- [PROBLEM DETAILS]: Could you write out the listing from the line with "Locate the black" to the line with "pixel 312 360", both included, as a numbered list? Skip blank lines and leave the pictures out.

- [MATERIAL PROVIDED]:
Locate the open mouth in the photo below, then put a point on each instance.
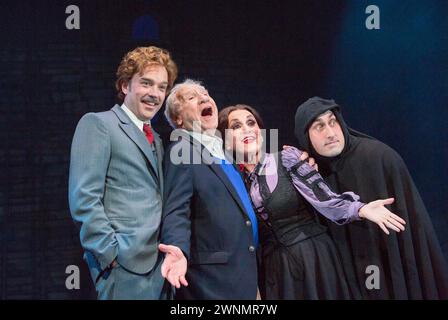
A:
(151, 104)
(207, 112)
(332, 142)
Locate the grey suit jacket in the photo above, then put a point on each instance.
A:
(115, 192)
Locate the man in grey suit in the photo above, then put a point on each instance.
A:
(116, 180)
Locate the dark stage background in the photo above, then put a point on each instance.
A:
(392, 84)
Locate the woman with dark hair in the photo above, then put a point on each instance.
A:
(298, 258)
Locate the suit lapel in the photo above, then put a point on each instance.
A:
(159, 152)
(217, 169)
(138, 138)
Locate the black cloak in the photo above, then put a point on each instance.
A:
(411, 263)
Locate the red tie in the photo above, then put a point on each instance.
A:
(148, 132)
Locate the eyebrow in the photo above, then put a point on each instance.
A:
(320, 117)
(249, 116)
(152, 80)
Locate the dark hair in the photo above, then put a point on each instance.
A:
(223, 117)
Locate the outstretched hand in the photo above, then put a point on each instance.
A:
(376, 211)
(174, 267)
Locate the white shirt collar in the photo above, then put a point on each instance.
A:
(139, 123)
(213, 144)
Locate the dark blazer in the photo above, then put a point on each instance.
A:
(204, 216)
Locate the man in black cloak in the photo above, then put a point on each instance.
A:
(410, 263)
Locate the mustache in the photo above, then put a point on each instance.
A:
(150, 99)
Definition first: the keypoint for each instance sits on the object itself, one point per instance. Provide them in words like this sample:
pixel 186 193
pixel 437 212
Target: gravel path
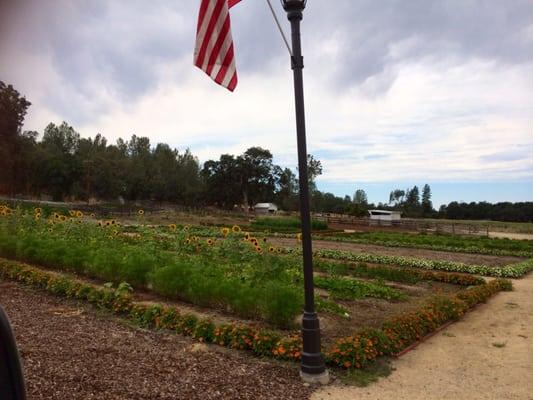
pixel 486 355
pixel 406 252
pixel 71 351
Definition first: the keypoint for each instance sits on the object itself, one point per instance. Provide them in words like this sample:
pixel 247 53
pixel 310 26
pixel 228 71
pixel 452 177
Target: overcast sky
pixel 397 92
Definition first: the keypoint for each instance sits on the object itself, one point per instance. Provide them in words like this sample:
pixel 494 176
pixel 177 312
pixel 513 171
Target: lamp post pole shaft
pixel 312 360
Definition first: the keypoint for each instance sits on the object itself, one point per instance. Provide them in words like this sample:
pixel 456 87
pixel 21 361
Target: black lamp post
pixel 313 368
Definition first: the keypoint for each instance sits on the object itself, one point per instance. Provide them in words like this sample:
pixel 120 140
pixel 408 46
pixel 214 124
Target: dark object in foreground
pixel 11 376
pixel 313 366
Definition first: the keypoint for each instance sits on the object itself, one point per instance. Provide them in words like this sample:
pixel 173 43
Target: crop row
pixel 445 242
pixel 354 351
pixel 386 272
pixel 507 271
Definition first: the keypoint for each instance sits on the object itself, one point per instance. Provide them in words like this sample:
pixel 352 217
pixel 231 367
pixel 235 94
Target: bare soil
pixel 367 312
pixel 406 252
pixel 511 235
pixel 370 312
pixel 488 354
pixel 69 351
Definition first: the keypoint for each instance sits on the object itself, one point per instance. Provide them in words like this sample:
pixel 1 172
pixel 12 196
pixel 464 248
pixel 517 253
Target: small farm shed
pixel 384 215
pixel 265 208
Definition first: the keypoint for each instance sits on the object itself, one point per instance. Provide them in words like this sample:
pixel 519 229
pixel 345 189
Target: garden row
pixel 516 270
pixel 354 351
pixel 232 275
pixel 443 242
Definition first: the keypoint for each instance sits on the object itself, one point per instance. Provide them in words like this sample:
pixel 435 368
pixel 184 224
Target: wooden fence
pixel 347 222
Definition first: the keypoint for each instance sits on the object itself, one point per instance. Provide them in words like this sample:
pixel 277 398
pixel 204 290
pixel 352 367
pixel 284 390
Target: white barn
pixel 384 215
pixel 265 208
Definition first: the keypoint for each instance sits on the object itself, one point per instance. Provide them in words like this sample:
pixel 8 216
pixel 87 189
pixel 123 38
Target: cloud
pixel 394 90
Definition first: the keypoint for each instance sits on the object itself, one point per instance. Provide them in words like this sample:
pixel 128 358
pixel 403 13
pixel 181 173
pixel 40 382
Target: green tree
pixel 60 169
pixel 360 197
pixel 427 206
pixel 13 108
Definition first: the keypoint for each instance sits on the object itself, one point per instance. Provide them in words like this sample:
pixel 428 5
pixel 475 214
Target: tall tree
pixel 427 206
pixel 360 197
pixel 13 108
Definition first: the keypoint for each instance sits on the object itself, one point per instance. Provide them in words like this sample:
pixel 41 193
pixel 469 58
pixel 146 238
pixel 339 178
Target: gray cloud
pixel 120 44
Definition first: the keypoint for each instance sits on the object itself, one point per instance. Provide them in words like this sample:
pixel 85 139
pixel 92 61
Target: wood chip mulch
pixel 72 351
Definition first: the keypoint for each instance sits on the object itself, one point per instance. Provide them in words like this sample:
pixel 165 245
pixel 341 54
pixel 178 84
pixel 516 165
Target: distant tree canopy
pixel 65 166
pixel 505 211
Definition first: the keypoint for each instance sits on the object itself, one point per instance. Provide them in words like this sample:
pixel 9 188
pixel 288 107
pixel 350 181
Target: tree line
pixel 61 164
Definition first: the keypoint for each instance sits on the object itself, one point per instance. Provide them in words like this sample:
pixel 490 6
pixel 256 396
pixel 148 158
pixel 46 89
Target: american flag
pixel 213 52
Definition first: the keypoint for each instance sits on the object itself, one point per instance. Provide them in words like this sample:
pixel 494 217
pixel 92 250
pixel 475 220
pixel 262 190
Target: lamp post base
pixel 313 379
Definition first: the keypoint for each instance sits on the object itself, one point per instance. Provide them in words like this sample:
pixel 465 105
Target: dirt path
pixel 73 352
pixel 462 362
pixel 406 252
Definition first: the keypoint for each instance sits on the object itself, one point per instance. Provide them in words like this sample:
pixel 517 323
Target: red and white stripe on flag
pixel 213 52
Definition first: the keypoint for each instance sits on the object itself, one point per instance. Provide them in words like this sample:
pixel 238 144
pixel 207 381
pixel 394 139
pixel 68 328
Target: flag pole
pixel 313 368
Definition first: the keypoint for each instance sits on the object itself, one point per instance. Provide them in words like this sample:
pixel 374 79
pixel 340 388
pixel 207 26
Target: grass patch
pixel 367 375
pixel 350 289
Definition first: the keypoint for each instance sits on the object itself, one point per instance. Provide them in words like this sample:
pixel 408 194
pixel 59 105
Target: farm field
pixel 467 258
pixel 242 290
pixel 98 356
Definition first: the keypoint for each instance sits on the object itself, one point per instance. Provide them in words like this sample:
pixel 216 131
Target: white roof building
pixel 385 215
pixel 265 208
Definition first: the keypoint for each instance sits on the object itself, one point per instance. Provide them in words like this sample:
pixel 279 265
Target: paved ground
pixel 73 352
pixel 486 355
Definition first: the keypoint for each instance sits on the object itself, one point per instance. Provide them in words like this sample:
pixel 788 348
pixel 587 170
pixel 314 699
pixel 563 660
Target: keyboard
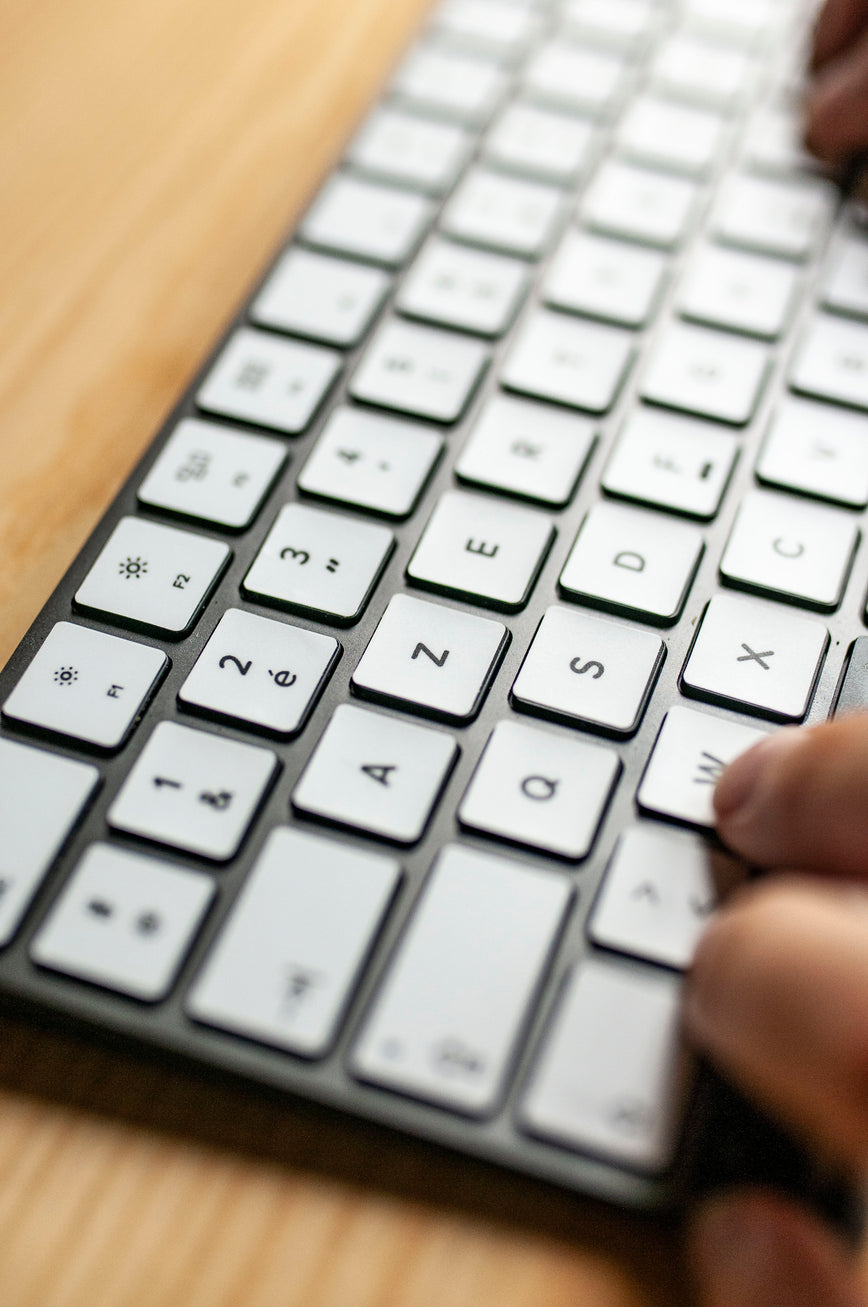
pixel 366 750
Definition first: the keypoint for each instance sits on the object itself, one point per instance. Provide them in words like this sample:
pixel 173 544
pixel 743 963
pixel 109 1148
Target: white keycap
pixel 700 72
pixel 743 292
pixel 285 965
pixel 42 797
pixel 486 26
pixel 357 217
pixel 659 892
pixel 630 201
pixel 527 450
pixel 612 1075
pixel 540 790
pixel 541 144
pixel 371 460
pixel 604 279
pixel 817 450
pixel 450 84
pixel 269 382
pixel 420 371
pixel 638 563
pixel 430 658
pixel 156 577
pixel 462 288
pixel 672 463
pixel 213 473
pixel 689 756
pixel 194 790
pixel 787 218
pixel 503 212
pixel 447 1033
pixel 756 656
pixel 675 137
pixel 260 672
pixel 832 361
pixel 584 81
pixel 790 549
pixel 319 562
pixel 845 286
pixel 409 150
pixel 481 548
pixel 313 294
pixel 86 685
pixel 587 669
pixel 571 362
pixel 124 922
pixel 382 775
pixel 706 373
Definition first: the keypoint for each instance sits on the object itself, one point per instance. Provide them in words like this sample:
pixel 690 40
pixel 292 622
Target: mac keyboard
pixel 366 750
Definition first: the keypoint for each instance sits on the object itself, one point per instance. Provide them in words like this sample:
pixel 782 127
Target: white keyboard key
pixel 706 373
pixel 541 790
pixel 213 473
pixel 430 659
pixel 845 286
pixel 377 774
pixel 541 144
pixel 409 150
pixel 484 549
pixel 832 361
pixel 153 575
pixel 418 371
pixel 584 81
pixel 587 669
pixel 700 72
pixel 260 672
pixel 269 382
pixel 790 549
pixel 503 212
pixel 450 84
pixel 612 1075
pixel 468 289
pixel 756 658
pixel 817 450
pixel 371 462
pixel 571 362
pixel 675 137
pixel 194 790
pixel 447 1033
pixel 527 450
pixel 630 201
pixel 313 294
pixel 689 756
pixel 285 963
pixel 124 922
pixel 633 562
pixel 604 279
pixel 42 797
pixel 319 562
pixel 357 217
pixel 659 892
pixel 740 292
pixel 787 218
pixel 86 685
pixel 671 463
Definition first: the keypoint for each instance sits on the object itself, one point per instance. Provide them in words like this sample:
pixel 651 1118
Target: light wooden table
pixel 150 156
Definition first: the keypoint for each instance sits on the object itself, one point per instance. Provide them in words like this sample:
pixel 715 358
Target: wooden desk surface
pixel 152 156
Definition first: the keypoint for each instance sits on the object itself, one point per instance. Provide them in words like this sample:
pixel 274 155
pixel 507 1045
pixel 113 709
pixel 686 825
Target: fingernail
pixel 741 784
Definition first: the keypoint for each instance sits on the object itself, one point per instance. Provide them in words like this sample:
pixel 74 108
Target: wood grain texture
pixel 152 157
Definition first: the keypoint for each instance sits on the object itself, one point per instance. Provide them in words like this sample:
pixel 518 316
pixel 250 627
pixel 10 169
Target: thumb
pixel 752 1248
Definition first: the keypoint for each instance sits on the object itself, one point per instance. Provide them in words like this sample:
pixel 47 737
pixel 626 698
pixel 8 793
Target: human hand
pixel 837 106
pixel 778 997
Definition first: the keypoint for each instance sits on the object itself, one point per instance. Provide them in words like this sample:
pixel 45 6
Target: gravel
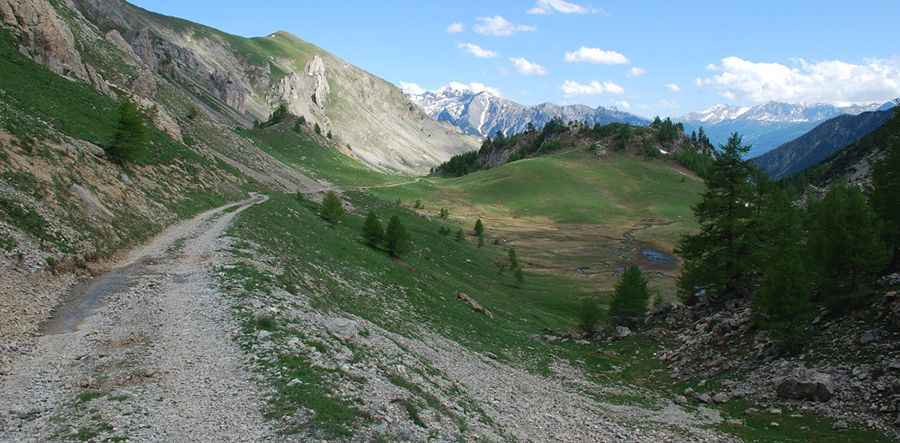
pixel 157 362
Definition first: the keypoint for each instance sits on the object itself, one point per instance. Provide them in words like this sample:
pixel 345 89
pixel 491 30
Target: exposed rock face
pixel 46 37
pixel 233 80
pixel 805 384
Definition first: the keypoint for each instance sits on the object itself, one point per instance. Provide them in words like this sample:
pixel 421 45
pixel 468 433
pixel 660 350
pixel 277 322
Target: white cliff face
pixel 482 113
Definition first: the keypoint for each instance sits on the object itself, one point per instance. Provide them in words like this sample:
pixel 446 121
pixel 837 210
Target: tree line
pixel 758 241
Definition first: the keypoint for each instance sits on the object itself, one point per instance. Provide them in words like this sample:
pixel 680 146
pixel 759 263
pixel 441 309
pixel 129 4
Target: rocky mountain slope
pixel 854 162
pixel 818 144
pixel 119 48
pixel 765 126
pixel 480 112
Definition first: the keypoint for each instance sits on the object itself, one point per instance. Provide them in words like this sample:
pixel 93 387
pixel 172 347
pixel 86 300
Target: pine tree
pixel 845 246
pixel 131 134
pixel 479 228
pixel 332 208
pixel 782 303
pixel 398 241
pixel 886 195
pixel 629 303
pixel 717 258
pixel 373 232
pixel 513 259
pixel 589 315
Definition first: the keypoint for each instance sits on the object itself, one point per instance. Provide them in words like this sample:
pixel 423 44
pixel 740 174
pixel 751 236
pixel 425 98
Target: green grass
pixel 30 94
pixel 424 283
pixel 572 187
pixel 757 427
pixel 303 153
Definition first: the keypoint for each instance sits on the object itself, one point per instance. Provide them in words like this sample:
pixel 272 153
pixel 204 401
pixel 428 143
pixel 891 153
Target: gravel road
pixel 146 352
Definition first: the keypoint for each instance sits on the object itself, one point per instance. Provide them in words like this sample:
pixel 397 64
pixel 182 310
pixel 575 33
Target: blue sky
pixel 690 54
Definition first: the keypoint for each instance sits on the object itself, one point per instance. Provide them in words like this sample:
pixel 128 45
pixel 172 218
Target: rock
pixel 868 337
pixel 805 384
pixel 342 328
pixel 474 305
pixel 622 332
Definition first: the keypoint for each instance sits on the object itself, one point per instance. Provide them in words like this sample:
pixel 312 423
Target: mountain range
pixel 768 125
pixel 820 143
pixel 479 111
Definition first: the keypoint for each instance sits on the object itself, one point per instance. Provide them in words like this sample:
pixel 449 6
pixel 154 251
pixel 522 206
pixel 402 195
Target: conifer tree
pixel 845 246
pixel 886 194
pixel 373 232
pixel 519 275
pixel 131 134
pixel 513 259
pixel 629 303
pixel 717 258
pixel 782 303
pixel 332 208
pixel 398 241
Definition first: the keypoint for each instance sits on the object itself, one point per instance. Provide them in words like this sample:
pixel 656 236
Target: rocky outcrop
pixel 806 384
pixel 45 36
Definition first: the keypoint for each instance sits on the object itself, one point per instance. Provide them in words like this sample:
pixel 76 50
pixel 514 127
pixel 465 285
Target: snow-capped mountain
pixel 478 110
pixel 768 125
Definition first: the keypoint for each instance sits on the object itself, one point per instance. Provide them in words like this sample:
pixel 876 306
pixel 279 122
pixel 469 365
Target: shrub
pixel 131 135
pixel 398 241
pixel 332 208
pixel 373 232
pixel 589 315
pixel 629 303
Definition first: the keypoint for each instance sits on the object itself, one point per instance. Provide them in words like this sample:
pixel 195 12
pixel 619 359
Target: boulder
pixel 474 305
pixel 806 384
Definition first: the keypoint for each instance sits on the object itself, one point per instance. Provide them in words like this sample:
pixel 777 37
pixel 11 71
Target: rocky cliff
pixel 175 66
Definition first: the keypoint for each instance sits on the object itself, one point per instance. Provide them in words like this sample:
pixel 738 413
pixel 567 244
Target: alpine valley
pixel 208 237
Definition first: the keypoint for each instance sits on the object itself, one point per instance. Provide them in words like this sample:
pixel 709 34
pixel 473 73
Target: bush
pixel 589 315
pixel 373 232
pixel 332 208
pixel 398 241
pixel 479 228
pixel 131 135
pixel 629 304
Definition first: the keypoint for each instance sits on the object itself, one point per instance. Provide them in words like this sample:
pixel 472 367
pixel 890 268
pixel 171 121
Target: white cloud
pixel 595 87
pixel 498 26
pixel 834 81
pixel 526 67
pixel 596 56
pixel 561 6
pixel 472 87
pixel 411 88
pixel 476 50
pixel 637 72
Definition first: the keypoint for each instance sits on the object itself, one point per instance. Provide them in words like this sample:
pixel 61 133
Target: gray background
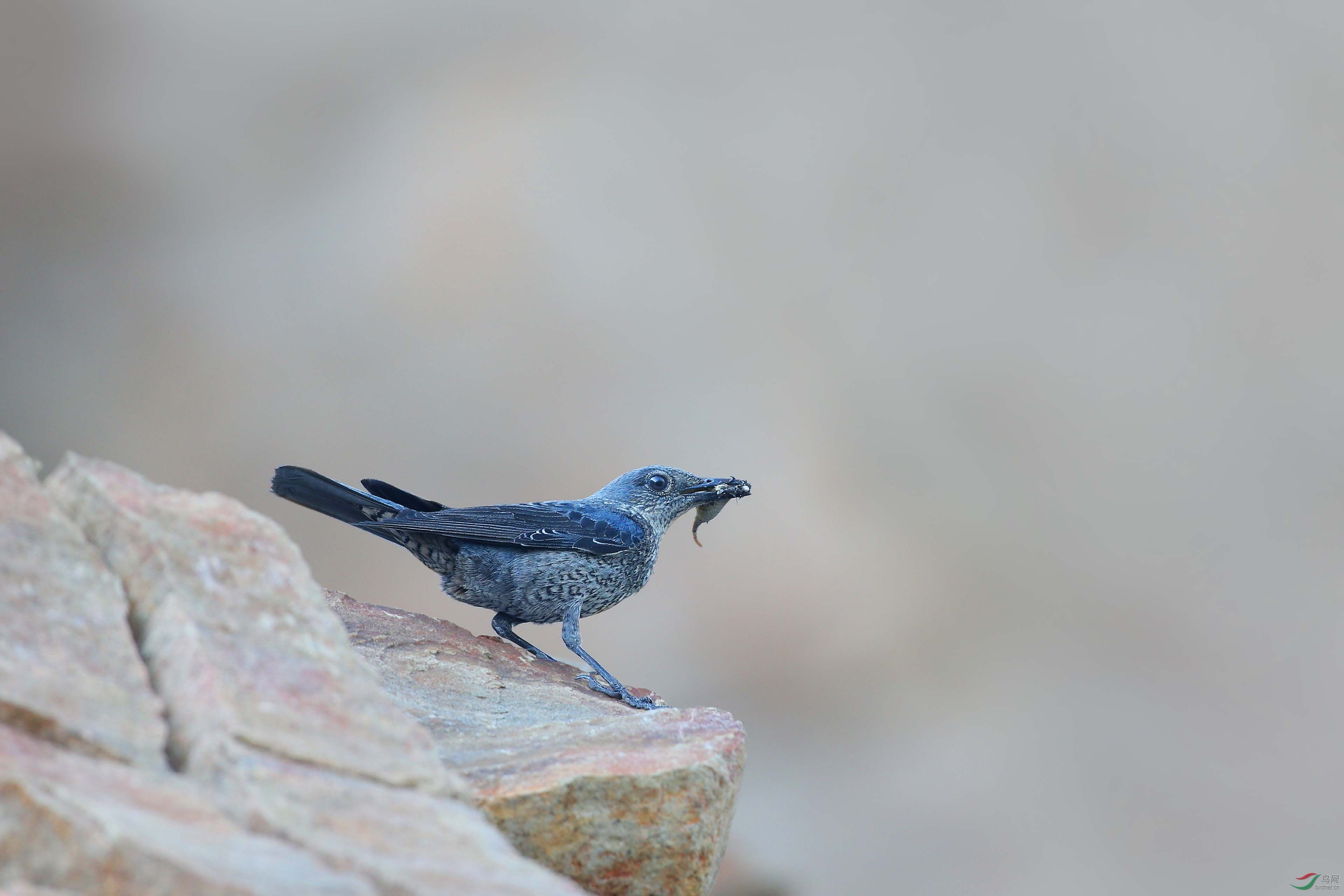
pixel 1025 320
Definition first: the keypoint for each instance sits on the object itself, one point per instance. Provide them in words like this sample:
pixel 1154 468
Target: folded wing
pixel 554 526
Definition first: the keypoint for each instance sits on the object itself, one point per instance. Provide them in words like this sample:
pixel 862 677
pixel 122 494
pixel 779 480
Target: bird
pixel 544 562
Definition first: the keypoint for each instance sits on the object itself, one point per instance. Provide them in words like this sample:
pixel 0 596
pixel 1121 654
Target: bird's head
pixel 663 494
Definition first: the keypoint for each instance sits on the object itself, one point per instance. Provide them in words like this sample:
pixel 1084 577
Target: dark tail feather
pixel 326 496
pixel 398 496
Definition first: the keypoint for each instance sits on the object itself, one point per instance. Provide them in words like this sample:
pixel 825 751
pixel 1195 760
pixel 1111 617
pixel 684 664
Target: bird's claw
pixel 631 700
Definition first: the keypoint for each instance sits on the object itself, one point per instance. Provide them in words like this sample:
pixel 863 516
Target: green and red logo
pixel 1318 882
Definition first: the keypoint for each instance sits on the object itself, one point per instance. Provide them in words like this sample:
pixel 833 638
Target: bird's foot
pixel 620 694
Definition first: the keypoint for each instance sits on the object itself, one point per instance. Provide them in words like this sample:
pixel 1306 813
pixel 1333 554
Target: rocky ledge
pixel 185 710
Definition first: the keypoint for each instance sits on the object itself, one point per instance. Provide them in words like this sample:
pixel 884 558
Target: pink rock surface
pixel 69 667
pixel 236 633
pixel 620 800
pixel 404 840
pixel 95 827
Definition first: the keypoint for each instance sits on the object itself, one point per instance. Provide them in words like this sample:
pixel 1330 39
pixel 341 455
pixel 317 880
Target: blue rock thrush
pixel 545 562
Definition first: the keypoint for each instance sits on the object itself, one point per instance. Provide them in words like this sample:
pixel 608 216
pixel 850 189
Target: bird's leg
pixel 503 625
pixel 613 688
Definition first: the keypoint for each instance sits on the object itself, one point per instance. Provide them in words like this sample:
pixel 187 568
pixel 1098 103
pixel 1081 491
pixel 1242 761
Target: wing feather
pixel 556 526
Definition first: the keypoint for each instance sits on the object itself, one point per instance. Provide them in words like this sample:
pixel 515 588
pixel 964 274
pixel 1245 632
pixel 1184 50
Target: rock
pixel 623 801
pixel 404 840
pixel 269 706
pixel 69 668
pixel 96 827
pixel 236 635
pixel 294 765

- [PROBLEM SOLUTION]:
1. Locate the black cloak in the photo above, then put a point on each instance.
2. A:
3. (411, 263)
4. Locate the red tie in the photo above, then put a point on each instance.
5. A:
6. (148, 132)
7. Locate the eyebrow in the photo above, then put a point on each instance.
8. A:
9. (320, 117)
10. (249, 116)
11. (152, 80)
12. Locate the dark hair in the photo above, then put a point on each instance.
13. A:
14. (223, 117)
15. Locate the outstretched hand in the photo above, then put a point on each instance.
16. A:
17. (376, 211)
18. (174, 267)
19. Locate the white shirt collar in the photo above, then put a point on each instance.
20. A:
21. (139, 123)
22. (213, 144)
23. Locate the dark blazer in the photo above, then put a point on each instance.
24. A:
25. (204, 216)
26. Locate the man in black cloak in the photo above, then put a point on each instance.
27. A:
28. (410, 263)
29. Locate the mustache in the photo above, then put a point on each instance.
30. A:
31. (150, 99)
32. Definition first: the keypoint for each instance sits on the object itself, one point per instance. Provide them in words like this sample:
33. pixel 186 193
34. pixel 437 212
35. Target: gravel path
36. pixel 486 355
37. pixel 406 252
38. pixel 71 351
39. Definition first: the keypoint for each instance sits on the object itself, one point per instance. Provide them in words like this sample:
40. pixel 247 53
41. pixel 310 26
42. pixel 228 71
43. pixel 452 177
44. Target: overcast sky
45. pixel 397 92
46. Definition first: the keypoint for each instance sits on the object itself, one point per instance. Provide them in words like this sample:
47. pixel 494 176
48. pixel 177 312
49. pixel 513 171
50. Target: lamp post pole shaft
51. pixel 312 360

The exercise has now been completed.